Stated task:
Your task is to transcribe the records exactly, skipping every image.

>> Begin Recorded information

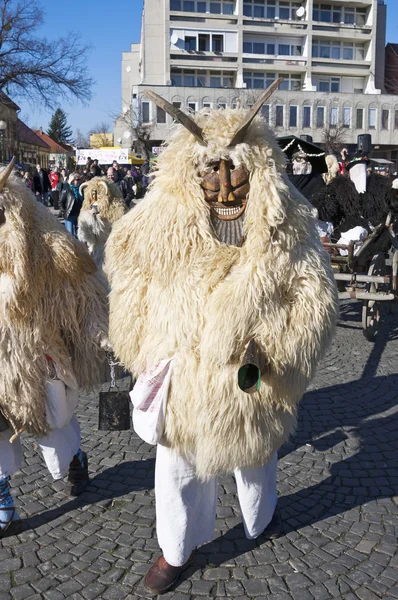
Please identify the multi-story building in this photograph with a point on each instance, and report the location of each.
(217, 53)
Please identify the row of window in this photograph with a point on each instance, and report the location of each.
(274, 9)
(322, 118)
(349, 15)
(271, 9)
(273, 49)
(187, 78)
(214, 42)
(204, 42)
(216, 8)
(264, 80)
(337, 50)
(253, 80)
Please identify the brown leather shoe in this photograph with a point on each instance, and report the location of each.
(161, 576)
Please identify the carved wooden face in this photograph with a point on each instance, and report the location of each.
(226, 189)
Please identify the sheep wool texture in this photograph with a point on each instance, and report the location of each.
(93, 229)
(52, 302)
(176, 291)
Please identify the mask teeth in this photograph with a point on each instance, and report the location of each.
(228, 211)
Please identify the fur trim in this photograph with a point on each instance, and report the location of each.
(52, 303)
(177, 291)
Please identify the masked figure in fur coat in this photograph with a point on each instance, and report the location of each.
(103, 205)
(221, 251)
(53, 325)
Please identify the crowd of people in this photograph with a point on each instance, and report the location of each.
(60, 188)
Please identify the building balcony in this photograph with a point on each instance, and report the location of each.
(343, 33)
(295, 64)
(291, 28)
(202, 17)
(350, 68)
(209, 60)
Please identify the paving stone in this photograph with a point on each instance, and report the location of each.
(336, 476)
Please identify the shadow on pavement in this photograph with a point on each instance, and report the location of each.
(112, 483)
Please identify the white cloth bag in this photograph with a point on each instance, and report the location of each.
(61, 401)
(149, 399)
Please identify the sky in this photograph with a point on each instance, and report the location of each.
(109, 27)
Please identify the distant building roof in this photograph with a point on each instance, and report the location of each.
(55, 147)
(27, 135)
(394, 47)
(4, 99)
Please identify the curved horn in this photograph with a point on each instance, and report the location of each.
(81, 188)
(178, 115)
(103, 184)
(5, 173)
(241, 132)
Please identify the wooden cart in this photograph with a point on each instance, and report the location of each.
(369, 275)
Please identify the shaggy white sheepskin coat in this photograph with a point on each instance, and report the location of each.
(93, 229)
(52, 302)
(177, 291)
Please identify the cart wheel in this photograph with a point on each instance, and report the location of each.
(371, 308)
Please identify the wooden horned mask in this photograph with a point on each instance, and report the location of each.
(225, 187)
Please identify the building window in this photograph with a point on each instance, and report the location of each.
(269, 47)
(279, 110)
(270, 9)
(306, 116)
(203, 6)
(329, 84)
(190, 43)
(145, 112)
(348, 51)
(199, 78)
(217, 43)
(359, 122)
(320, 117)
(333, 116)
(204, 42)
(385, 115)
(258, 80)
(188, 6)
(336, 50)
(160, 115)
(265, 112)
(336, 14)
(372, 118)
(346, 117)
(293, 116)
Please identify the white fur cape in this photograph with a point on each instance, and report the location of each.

>> End Recorded information

The solution:
Please identify the multi-story building in this photograph with a point on each instance, and report the location of each.
(217, 53)
Please identify the row of window in this photograph with a point on each instance, and report the location of each.
(274, 9)
(322, 118)
(349, 15)
(271, 9)
(273, 49)
(187, 78)
(214, 42)
(204, 42)
(216, 8)
(264, 80)
(337, 50)
(253, 80)
Please identify the brown leather shoe in this photograph with a point on each instance, and report the location of each.
(161, 576)
Please identify the carved wooden face in this photograph with a point on each instance, and report the location of each.
(226, 189)
Please identify the sheep wool texture in this photograph with a point on each instance, and report the location of each.
(93, 229)
(52, 302)
(176, 291)
Please identify the mask teeth in this photograph with a point on each instance, and report the location of each.
(228, 211)
Please identify the fur trim in this photograph with a point on each instance, and report the location of each.
(52, 303)
(177, 291)
Please identify the masked figure in fur coat in this photograph with a point on each instance, and report the location of each.
(103, 205)
(221, 251)
(53, 325)
Please identify the crowd of people in this photograph with a point on each instance, and report the location of each.
(60, 188)
Please identify the building balcony in this photograph with a point on each instance, and report the location of each.
(343, 33)
(295, 64)
(291, 28)
(202, 17)
(350, 68)
(209, 60)
Please identify the paving stone in this photograph with a point on each instance, and report the location of each.
(336, 476)
Please identify the shadow on pavement in this photograph with a point on each instance, and report the location of each.
(112, 483)
Please identify the white cloth bag in this photograph with a point on each instance, and report the location of each.
(61, 401)
(149, 399)
Please identify the sky in this photograph with a point on each instance, and report the location of each.
(109, 27)
Please identify the distant building roof in this photograph with a point on each instance, and report the location of each.
(55, 147)
(27, 135)
(394, 47)
(4, 99)
Please identify the curved horn in this photograph with a point on each instance, and report the location of each.
(81, 188)
(178, 115)
(103, 184)
(5, 173)
(241, 132)
Please identify the wooden cart in this photograph with a point on each instance, and report the location of each.
(369, 275)
Please identify the shaggy white sheepskin coat in this photograph with a point on each instance, and report the location of each.
(93, 229)
(52, 302)
(177, 291)
Please identify the cart wheel in this photograph with a point on each instance, and report the location of each.
(371, 308)
Please identify the wooden horned mask in this photograph with a point on each instance, and report the location of each.
(225, 187)
Please identify the building window in this photograph with a point on each instance, and report the location of each.
(269, 47)
(279, 110)
(270, 9)
(306, 116)
(203, 6)
(329, 84)
(190, 43)
(145, 112)
(348, 51)
(199, 78)
(217, 43)
(359, 122)
(320, 117)
(333, 116)
(204, 42)
(385, 115)
(258, 80)
(188, 6)
(336, 50)
(160, 115)
(265, 112)
(336, 14)
(372, 118)
(346, 117)
(293, 116)
Please identify the white fur cape in this photograph with a point on each instance, and report the location of each.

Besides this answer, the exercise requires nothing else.